§ Exercise prompt: Return each line of the entries below that contains the string "windshield". Matches must have the same letter case.

Records from a data collection
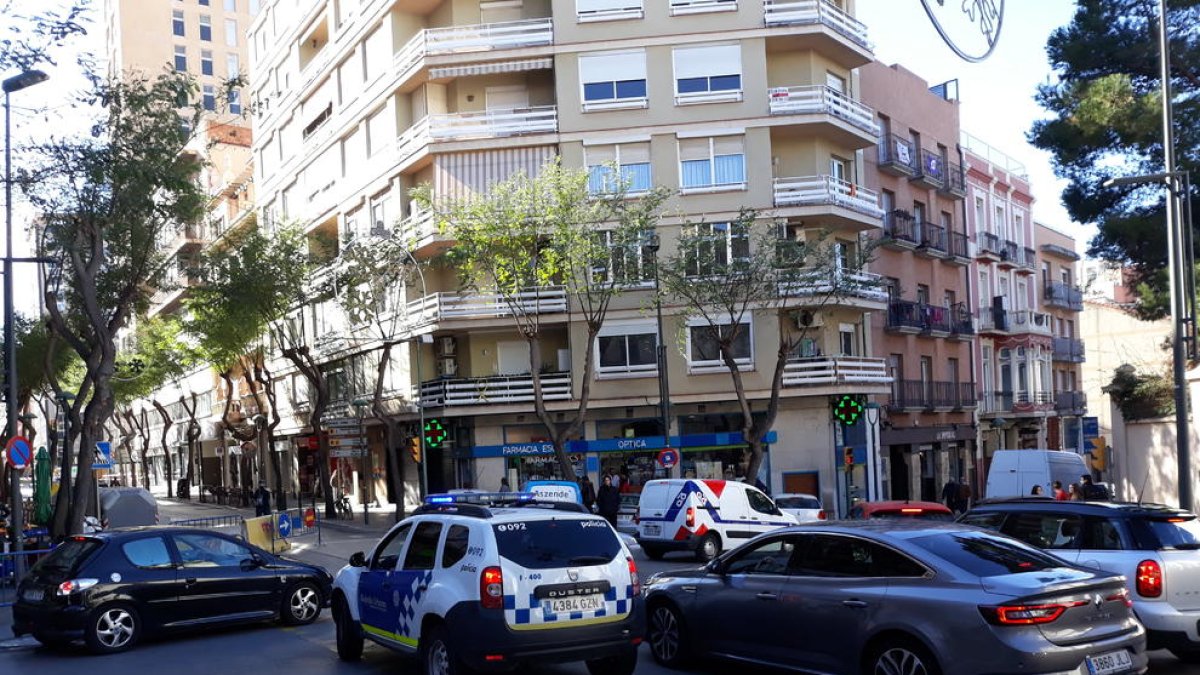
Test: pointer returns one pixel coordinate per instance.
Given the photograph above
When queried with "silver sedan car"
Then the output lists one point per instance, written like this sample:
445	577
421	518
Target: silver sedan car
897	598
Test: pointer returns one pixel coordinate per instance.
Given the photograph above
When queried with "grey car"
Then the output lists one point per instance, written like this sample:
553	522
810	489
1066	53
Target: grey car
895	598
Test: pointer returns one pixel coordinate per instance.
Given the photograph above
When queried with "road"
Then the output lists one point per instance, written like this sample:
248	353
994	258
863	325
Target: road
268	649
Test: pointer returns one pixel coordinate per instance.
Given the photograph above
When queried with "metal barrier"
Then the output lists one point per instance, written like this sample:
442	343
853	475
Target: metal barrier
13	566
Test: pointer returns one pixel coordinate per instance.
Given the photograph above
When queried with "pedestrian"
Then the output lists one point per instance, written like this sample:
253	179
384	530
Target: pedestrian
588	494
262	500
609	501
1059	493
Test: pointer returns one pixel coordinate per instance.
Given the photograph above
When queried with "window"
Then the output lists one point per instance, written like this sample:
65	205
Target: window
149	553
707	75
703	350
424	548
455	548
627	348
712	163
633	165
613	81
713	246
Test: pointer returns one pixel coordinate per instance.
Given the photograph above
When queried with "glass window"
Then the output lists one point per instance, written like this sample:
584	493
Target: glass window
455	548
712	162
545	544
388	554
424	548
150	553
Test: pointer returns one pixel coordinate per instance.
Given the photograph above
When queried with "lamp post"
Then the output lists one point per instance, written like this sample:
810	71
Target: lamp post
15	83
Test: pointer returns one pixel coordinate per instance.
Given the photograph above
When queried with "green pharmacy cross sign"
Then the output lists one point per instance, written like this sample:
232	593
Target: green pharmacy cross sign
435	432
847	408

==

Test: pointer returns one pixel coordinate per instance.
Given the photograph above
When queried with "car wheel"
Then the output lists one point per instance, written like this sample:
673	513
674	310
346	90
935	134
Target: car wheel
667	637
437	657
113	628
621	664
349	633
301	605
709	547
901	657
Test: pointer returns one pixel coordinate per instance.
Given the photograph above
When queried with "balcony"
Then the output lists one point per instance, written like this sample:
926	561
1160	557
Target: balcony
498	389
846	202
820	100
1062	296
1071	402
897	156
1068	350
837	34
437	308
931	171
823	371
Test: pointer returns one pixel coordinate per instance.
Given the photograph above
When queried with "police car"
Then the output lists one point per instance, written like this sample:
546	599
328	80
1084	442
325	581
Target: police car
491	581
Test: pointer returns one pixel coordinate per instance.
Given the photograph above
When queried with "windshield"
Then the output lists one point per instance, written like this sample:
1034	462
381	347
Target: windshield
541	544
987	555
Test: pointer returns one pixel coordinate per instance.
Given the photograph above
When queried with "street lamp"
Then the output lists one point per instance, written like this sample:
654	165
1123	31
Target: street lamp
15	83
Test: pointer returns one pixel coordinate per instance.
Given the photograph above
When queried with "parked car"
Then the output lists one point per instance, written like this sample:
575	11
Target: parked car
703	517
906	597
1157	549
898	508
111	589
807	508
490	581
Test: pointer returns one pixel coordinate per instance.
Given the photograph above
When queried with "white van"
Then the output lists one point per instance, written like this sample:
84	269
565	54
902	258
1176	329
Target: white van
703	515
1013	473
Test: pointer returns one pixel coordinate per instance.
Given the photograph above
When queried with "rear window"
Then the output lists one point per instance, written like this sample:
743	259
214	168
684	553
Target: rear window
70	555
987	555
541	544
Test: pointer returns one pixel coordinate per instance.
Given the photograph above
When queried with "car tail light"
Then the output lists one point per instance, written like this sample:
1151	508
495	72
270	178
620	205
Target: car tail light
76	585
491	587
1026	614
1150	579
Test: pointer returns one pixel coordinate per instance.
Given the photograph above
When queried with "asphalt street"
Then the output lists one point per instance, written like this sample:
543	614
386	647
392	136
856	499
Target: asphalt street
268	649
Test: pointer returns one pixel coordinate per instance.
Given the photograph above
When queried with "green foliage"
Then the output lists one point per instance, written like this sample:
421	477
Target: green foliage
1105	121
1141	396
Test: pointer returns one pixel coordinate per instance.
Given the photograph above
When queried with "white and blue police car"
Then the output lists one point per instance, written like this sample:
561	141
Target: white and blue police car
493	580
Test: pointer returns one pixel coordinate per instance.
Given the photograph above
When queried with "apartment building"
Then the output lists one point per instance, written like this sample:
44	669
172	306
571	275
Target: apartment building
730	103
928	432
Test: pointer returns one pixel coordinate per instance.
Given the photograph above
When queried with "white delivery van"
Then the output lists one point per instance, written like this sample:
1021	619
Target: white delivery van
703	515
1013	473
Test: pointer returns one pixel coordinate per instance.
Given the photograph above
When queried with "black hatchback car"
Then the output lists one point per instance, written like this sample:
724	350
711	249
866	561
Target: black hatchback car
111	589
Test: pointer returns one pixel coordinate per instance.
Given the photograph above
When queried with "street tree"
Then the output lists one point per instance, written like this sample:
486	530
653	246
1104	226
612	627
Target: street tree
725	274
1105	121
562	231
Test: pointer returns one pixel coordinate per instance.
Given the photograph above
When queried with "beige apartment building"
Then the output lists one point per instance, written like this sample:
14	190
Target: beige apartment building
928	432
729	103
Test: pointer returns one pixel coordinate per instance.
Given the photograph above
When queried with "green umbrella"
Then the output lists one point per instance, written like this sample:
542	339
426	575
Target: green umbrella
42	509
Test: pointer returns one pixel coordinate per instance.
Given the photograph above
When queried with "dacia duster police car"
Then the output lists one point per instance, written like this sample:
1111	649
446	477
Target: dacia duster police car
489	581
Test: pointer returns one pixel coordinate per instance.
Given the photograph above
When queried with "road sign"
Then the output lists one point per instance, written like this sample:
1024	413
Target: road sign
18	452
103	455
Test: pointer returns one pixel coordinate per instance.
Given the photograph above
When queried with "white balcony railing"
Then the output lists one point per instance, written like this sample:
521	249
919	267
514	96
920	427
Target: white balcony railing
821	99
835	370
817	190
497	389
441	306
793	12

* * *

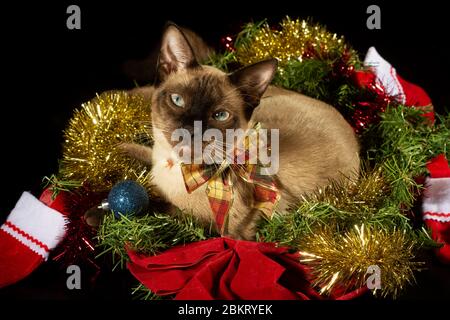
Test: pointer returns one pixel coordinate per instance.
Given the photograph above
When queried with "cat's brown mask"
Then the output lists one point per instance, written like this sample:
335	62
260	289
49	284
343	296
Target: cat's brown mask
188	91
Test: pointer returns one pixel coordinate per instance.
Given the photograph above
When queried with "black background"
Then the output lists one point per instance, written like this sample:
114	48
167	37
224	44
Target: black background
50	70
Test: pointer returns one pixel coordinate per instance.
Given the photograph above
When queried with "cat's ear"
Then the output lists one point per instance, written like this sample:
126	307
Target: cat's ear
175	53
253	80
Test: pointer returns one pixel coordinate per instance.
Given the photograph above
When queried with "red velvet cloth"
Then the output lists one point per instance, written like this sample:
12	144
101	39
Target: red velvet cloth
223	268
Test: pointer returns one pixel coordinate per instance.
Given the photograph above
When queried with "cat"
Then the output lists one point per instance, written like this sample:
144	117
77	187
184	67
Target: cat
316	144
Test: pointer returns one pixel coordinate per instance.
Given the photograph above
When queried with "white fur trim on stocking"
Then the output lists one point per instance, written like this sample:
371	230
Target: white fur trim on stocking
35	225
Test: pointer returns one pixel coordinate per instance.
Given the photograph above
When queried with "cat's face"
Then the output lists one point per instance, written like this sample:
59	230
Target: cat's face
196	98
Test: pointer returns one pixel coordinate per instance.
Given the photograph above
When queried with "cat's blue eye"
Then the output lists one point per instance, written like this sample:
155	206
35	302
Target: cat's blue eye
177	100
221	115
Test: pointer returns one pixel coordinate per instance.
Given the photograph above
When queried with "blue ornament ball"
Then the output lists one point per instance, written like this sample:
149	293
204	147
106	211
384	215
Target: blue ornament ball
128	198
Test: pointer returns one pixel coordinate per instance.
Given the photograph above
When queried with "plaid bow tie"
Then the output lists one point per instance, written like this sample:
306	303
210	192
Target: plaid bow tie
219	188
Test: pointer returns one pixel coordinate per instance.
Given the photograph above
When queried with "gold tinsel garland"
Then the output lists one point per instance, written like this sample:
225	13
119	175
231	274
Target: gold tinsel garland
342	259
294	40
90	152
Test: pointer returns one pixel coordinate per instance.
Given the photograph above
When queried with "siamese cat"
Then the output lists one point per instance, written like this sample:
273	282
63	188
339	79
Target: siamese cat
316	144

§ Finished task:
When queried with "windshield"
Target: windshield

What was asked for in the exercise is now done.